[Data extracted from a collection]
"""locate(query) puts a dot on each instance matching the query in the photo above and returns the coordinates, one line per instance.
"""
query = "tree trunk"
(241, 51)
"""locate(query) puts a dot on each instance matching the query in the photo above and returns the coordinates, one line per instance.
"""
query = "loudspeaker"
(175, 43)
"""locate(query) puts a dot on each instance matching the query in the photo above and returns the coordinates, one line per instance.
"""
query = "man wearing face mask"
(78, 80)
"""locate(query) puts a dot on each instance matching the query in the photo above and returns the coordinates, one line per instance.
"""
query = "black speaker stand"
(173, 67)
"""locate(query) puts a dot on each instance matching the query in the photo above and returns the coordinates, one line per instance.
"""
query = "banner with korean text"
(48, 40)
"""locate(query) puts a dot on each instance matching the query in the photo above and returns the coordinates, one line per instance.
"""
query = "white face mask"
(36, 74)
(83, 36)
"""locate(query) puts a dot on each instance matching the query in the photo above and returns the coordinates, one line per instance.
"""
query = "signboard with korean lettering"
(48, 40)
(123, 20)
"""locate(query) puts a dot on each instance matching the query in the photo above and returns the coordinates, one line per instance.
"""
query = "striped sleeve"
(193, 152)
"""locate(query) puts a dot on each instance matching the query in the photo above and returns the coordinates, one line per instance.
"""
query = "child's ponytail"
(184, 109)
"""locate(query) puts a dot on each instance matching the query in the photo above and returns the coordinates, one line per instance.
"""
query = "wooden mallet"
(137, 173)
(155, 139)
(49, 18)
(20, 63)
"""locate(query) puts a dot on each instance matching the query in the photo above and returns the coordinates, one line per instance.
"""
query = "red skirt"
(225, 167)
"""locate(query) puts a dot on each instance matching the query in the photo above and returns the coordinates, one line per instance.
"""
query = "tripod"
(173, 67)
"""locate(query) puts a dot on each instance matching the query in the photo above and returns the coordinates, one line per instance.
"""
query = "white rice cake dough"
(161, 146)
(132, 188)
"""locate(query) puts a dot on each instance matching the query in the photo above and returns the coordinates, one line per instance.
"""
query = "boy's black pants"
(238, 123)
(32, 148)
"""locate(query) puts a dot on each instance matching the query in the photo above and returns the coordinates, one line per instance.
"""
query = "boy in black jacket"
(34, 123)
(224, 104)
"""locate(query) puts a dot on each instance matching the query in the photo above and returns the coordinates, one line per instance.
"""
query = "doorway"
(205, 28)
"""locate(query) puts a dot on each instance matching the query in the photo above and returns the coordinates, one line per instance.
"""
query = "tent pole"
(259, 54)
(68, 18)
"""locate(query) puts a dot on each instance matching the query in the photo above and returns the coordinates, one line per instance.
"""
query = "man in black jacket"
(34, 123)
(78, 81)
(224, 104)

_Your goal_
Character for character, reproduce all of the lines above.

_Solution to the problem_
"""locate(query) puts a dot on each instance matching the query in the photo above and returns the coordinates, one line per instance.
"""
query = "tree trunk"
(241, 51)
"""locate(query) puts a dot on each instance matching the query in the photo above and returns the coordinates, one line per instance.
"""
query = "loudspeaker"
(175, 43)
"""locate(query) puts a dot on each instance matching the query in the photo above and returns the coordinates, one line per instance.
"""
query = "man wearing face mask"
(78, 80)
"""locate(query) puts a dot on each instance matching the query in the photo above and returns the coordinates, one line per instance.
"""
query = "black speaker stand"
(173, 67)
"""locate(query) puts a dot on each instance matching the query in the photo above and returns the coordinates, one line per instance.
"""
query = "banner with korean text"
(48, 40)
"""locate(query) puts a dot on each instance matching the query in the photo above and returns the coordinates, one line per instance.
"""
query = "white face mask"
(36, 74)
(83, 36)
"""locate(query) puts a dot on each instance matching the query in the photo above and returns the coordinates, one line per instance.
"""
query = "signboard with korean lettering"
(48, 40)
(123, 20)
"""locate(query) puts a dot on each instance matching the query in the photo above and returns the coordinates, one line per instance.
"""
query = "striped sleeve"
(193, 152)
"""locate(query) puts a dot on each instance matching the query in the photo above and returns the coordinates, one line per instance.
"""
query = "child's ponytail"
(184, 109)
"""locate(query) puts a dot on each instance matching the query in the photo above and returns the coordinates, one line per instance.
"""
query = "wooden mallet"
(137, 173)
(155, 139)
(49, 18)
(20, 63)
"""locate(query) puts a dot on each instance matching the query in the photo above and returns the coordinates, one line per instance.
"""
query = "red skirt"
(225, 167)
"""locate(query) puts a dot on each instance matching the query in the photo above and returns the coordinates, one line per instance.
"""
query = "tripod"
(173, 67)
"""locate(query) puts a dot on each instance matching the query in the photo above and returns the coordinates, one line per instance.
"""
query = "white rice cake dough"
(161, 146)
(132, 188)
"""locate(query) puts a dot on each instance matching the query in the photo above and returns the coordinates, one line per instance.
"""
query = "boy's black pants"
(238, 123)
(32, 148)
"""locate(query) puts a dot on each instance matching the query in the photo above and returns the coordinates, one line per instance.
"""
query = "boy in black jacket"
(34, 123)
(224, 104)
"""locate(query) puts a dot on each instance matching the query in the photo above and returns the coordinates, one line per instance.
"""
query = "doorway"
(205, 28)
"""locate(query) puts a dot on each instance matching the query in the photo above and returns the coordinates, one line per instance.
"""
query = "tent pole"
(259, 54)
(68, 18)
"""locate(query) puts a dot on each instance matching the query in the photo above and returns the coordinates, one line per instance.
"""
query = "man in black jacket"
(34, 123)
(78, 81)
(224, 104)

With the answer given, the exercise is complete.